Exercise prompt
The required result is the exact run of lines beginning at the one containing "Return the outline of every instance of the doorway." and ending at the last line of the entries.

Stored items:

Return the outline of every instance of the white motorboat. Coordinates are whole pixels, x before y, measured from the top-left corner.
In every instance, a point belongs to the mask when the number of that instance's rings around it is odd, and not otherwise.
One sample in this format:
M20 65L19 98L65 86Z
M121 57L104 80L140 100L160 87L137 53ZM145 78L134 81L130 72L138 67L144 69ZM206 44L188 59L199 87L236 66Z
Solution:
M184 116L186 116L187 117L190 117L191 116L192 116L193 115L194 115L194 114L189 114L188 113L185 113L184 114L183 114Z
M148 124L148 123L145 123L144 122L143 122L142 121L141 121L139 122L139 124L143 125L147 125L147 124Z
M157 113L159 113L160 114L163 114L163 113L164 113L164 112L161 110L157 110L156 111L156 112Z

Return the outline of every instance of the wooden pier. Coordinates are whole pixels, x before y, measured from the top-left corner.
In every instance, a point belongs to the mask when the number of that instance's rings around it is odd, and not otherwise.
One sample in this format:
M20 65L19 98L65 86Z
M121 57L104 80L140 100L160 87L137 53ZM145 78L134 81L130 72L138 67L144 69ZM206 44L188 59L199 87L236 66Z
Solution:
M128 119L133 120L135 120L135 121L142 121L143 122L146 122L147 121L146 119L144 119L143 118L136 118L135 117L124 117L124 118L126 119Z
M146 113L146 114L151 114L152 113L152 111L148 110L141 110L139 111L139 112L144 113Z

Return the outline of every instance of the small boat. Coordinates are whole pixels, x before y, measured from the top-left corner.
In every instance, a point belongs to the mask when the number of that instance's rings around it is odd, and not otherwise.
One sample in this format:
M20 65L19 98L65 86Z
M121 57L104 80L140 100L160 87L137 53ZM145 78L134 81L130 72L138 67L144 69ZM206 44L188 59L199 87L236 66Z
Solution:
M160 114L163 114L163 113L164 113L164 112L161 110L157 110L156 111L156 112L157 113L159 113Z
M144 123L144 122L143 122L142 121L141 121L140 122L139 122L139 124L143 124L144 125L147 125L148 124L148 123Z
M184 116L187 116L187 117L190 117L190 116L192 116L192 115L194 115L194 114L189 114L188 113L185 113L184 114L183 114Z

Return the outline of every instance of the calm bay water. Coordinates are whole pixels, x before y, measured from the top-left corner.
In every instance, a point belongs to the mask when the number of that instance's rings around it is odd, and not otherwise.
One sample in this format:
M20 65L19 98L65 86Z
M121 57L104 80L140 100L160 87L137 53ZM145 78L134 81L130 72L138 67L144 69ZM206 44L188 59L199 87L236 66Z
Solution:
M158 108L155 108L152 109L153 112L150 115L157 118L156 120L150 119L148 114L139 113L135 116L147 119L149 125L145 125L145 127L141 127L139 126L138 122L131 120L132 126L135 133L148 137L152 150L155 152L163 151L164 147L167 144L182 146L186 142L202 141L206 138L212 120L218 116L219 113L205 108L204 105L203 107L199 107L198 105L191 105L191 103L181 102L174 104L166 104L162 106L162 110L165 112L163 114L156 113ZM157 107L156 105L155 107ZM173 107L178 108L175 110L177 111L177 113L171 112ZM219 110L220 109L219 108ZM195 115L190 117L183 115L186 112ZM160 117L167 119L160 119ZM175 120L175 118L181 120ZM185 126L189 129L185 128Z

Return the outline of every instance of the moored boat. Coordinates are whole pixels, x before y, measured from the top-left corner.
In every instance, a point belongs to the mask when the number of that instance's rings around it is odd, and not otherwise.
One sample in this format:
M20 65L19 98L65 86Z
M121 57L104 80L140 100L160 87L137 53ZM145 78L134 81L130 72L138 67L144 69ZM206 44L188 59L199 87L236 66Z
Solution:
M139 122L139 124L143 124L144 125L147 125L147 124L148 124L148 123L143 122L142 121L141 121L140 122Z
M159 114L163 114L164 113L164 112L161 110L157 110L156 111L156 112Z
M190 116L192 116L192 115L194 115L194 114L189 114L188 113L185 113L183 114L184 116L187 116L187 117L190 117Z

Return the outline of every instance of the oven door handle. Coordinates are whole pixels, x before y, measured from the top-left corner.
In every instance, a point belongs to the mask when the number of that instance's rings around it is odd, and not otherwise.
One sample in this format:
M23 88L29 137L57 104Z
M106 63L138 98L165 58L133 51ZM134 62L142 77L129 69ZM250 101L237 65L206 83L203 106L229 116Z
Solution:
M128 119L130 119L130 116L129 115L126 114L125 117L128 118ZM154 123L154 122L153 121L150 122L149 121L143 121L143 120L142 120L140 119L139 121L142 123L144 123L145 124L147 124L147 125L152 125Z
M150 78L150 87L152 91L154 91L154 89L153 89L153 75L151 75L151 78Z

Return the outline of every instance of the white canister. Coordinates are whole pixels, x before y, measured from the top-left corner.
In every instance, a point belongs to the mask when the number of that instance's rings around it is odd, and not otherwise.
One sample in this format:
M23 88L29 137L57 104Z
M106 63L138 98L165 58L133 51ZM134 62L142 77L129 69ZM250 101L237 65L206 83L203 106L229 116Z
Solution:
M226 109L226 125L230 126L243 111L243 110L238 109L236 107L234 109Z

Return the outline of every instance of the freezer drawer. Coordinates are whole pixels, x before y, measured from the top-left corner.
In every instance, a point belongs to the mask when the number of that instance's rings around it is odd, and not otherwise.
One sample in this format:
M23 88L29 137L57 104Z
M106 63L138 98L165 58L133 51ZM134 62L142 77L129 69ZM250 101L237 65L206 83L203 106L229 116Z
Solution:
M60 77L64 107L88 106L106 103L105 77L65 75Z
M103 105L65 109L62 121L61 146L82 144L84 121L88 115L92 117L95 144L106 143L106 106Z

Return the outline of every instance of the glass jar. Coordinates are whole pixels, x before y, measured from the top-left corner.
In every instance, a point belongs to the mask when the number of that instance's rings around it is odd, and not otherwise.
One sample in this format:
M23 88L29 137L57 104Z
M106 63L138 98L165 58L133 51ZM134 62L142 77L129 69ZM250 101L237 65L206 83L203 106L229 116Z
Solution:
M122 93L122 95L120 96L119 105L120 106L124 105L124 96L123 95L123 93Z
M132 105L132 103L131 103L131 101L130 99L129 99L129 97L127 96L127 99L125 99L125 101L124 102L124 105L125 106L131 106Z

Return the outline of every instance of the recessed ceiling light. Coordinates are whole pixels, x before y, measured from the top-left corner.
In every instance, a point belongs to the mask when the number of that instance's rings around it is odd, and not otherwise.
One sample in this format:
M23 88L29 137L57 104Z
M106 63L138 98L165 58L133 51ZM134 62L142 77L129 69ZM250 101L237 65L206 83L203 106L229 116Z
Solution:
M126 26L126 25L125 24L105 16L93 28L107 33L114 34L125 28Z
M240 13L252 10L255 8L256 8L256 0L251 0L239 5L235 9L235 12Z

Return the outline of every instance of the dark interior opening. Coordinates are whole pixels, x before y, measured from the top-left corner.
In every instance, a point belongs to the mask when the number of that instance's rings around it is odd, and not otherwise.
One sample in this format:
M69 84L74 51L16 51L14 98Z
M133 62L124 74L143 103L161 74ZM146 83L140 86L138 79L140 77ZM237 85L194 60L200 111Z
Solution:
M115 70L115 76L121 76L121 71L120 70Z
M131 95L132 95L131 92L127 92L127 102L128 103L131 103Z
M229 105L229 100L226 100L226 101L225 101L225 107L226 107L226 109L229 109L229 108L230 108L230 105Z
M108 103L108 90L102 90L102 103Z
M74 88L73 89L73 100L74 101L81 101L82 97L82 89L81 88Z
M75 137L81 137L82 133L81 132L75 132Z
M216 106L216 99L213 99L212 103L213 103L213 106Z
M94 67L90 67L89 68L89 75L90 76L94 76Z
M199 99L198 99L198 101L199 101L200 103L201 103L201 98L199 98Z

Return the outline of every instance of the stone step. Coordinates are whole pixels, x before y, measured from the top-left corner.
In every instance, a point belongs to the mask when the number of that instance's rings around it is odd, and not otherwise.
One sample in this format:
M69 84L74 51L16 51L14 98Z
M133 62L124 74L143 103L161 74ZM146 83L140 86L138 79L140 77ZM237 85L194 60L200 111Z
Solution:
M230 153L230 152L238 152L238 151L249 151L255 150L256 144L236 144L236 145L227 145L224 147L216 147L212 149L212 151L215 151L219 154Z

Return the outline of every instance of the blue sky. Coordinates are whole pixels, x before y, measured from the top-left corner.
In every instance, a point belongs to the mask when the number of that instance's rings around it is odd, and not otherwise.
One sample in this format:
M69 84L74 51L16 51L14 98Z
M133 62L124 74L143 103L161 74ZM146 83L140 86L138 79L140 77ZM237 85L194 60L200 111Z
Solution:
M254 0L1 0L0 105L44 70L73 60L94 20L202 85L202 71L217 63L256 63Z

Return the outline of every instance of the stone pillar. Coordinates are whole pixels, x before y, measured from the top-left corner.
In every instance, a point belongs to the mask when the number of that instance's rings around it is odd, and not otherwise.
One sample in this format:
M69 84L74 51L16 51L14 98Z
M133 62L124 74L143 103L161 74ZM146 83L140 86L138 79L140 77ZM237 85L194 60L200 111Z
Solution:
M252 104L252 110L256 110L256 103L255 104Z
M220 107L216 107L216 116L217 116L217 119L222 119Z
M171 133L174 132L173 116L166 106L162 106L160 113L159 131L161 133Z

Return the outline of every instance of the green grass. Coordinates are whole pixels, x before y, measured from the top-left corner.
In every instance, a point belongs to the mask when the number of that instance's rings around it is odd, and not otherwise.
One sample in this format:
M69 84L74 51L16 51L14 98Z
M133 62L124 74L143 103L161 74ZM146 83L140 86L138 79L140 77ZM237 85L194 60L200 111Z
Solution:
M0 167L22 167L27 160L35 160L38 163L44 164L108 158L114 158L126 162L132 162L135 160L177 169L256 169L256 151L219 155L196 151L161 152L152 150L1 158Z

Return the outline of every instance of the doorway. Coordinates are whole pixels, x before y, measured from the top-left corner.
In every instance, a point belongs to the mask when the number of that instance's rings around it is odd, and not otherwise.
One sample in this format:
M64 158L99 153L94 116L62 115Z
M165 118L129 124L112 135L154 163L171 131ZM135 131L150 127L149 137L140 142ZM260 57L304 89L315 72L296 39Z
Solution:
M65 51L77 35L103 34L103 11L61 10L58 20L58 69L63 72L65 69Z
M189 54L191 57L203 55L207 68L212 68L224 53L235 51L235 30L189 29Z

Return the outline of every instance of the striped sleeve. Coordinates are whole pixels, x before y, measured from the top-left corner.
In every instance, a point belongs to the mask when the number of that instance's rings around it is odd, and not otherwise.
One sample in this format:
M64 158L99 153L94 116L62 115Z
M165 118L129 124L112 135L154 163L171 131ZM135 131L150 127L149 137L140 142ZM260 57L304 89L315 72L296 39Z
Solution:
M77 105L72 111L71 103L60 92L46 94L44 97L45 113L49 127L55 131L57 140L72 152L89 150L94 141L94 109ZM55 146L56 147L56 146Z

Answer to this exercise
Return the outline of every instance of the doorway. Coordinates are whole pixels, x before y, measured from the top-left corner.
In every instance, a point belongs to the mask when the number of that instance's rings around it is odd, and not otherwise.
One sample in this format:
M64 158L99 153L94 116L62 115Z
M165 118L129 124L112 135L154 163L171 131ZM135 131L150 127L149 137L140 142ZM260 57L304 89L315 72L296 39Z
Solution:
M65 51L77 35L103 34L103 11L61 10L58 20L58 69L63 72L65 69Z
M189 54L191 57L203 55L207 68L212 68L224 53L235 51L235 30L189 29Z

Return the outline of every instance of the striped sleeve. Coordinates are whole pixels, x before y, measured from the top-left corner.
In every instance, a point belongs to the mask when the number of that instance's rings around it is odd, and not otherwise.
One sample in this format:
M64 158L99 153L94 116L62 115Z
M165 118L129 124L112 135L154 163L171 131ZM135 131L150 127L149 137L140 142ZM260 57L304 89L315 72L296 39Z
Solution:
M77 105L72 111L71 103L60 92L46 94L44 97L45 113L49 127L55 131L57 140L72 152L89 150L94 141L94 109ZM55 146L56 147L56 146Z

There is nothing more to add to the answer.